### Petunjuk Latihan
Alihkan ke dalam bahasa Inggris kalimat berikut dari tulisan tentang gempa di Aceh: "Saat itu, 42 orang tewas, 400 orang luka-luka, dan tidak kurang dari 3.000 rumah hancur."

### Kutipan Teks
————————
Oleh ABDUL MUHARI
Alam kembali mencari kesetimbangannya di “Tanah Rencong”. Rabu, 7 Desember 2016, pergeseran sesar aktif di Kabupaten Pidie Jaya menimbulkan gempa dengan kekuatan M 6,5 (menurut Lembaga Survei Geologi Amerika Serikat/USGS). Gempa ini berakibat pada 105 unit toko roboh, 106 unit rumah rusak berat, 13 masjid hancur dan 100 orang kehilangan nyawa (data per Jumat, 9 Desember 2016, pukul 17.00 WIB).
Situasi rumah yang runtuh akibat gempa di Desa Kuta Pangwa, Kecamatan Trienggadeng, Pidie Jaya, Aceh, Jumat (9/12/2016). Desa Kuta Pangwa adalah titik desa terparah dan menyebabkan puluhan rumah warga hancur dan memakan 15 orang dari 9 kepala keluarga. (Kompas/Garry Andrew Lotulung)
Sebelumnya, tiga tahun lalu tepatnya 2 Juli 2013, gempa dengan kekuatan M 6,1 mengguncang daerah Bener Meriah, kabupaten yang hanya berjarak 100 kilometer dari lokasi gempa dua hari yang lalu. Saat itu, 42 orang tewas, 400 orang luka-luka, dan tidak kurang dari 3.000 rumah hancur.
Dalam tiga tahun, dua gempa di kawasan yang tidak berjauhan dengan karakter kerusakan yang sama, yakni bangunan yang roboh, rusak struktur, dan ambruk yang berujung pada jatuhnya korban jiwa akibat terperangkap pada bangunan yang rusak.
Apakah ini kejadian pertama? Tidak. Melihat lebih jauh ke belakang, pada 30 September 2009, gempa dengan kekuatan M 7,6 menghantam Padang, Sumatera Barat, yang berakibat pada hancurnya tidak kurang dari 135.000 rumah dan menewaskan 1.117 jiwa.
Tahun 2006, gempa dengan kekuatan M 6,4 meluluhlantakkan Bantul, Yogyakarta, yang menelan hingga 5.700 korban jiwa. Pola kerusakan yang menyebabkan korban juga sama, struktur bangunan tidak mampu menahan guncangan gempa sehingga menimbulkan kerusakan pada tiang, dinding, atap atau robohnya bangunan secara keseluruhan yang kemudian menjadi penyebab utama jatuhnya korban jiwa yang terperangkap dalam bangunan yang ambruk.
Pertanyaannya, apa saja yang kita sudah lakukan 10 tahun terakhir sejak gempa Bantul, Yogyakarta, untuk benar-benar berupaya mengurangi kerusakan dan korban jiwa akibat gempa?
————————
### Data Tersimpan
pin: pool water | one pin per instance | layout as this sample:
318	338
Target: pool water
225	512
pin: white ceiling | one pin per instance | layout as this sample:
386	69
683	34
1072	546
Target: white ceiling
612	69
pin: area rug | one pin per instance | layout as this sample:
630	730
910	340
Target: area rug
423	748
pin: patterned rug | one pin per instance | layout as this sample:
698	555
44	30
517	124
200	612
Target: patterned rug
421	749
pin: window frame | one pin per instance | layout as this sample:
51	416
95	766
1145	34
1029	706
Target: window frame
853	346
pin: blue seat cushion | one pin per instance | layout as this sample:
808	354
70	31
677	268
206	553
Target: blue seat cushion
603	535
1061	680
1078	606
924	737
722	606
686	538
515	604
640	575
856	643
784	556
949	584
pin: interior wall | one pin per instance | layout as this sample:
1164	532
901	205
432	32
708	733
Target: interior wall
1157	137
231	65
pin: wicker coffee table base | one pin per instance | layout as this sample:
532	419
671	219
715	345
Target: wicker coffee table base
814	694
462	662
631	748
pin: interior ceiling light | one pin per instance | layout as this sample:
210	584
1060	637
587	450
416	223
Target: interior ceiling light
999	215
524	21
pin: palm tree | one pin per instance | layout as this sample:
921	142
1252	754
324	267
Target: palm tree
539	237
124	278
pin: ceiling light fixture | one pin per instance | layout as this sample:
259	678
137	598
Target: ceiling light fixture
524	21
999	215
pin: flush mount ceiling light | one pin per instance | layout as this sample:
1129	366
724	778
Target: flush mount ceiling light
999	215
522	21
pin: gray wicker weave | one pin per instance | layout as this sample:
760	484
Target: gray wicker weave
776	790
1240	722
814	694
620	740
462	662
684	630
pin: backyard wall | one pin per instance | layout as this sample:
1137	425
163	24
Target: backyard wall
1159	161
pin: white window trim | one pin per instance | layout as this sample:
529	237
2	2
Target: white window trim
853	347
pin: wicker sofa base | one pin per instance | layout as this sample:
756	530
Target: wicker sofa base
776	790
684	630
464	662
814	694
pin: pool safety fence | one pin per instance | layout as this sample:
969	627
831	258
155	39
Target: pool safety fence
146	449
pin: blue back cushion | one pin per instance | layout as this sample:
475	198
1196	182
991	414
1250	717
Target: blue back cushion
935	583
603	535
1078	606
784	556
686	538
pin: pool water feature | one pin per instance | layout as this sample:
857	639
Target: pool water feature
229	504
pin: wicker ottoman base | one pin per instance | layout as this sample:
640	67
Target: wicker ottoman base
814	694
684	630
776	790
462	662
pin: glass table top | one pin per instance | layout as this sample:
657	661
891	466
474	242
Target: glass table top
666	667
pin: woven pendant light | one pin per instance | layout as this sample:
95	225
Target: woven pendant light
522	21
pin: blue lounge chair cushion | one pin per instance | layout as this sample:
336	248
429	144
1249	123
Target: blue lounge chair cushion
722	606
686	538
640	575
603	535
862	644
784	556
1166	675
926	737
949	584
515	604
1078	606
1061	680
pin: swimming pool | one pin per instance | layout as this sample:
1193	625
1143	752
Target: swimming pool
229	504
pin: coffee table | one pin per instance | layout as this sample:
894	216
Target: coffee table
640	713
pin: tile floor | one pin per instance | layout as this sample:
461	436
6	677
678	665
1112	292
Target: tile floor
————————
### Jawaban
At that time, 42 people were killed, 400 people were injured, and no fewer than 3,000 houses were destroyed.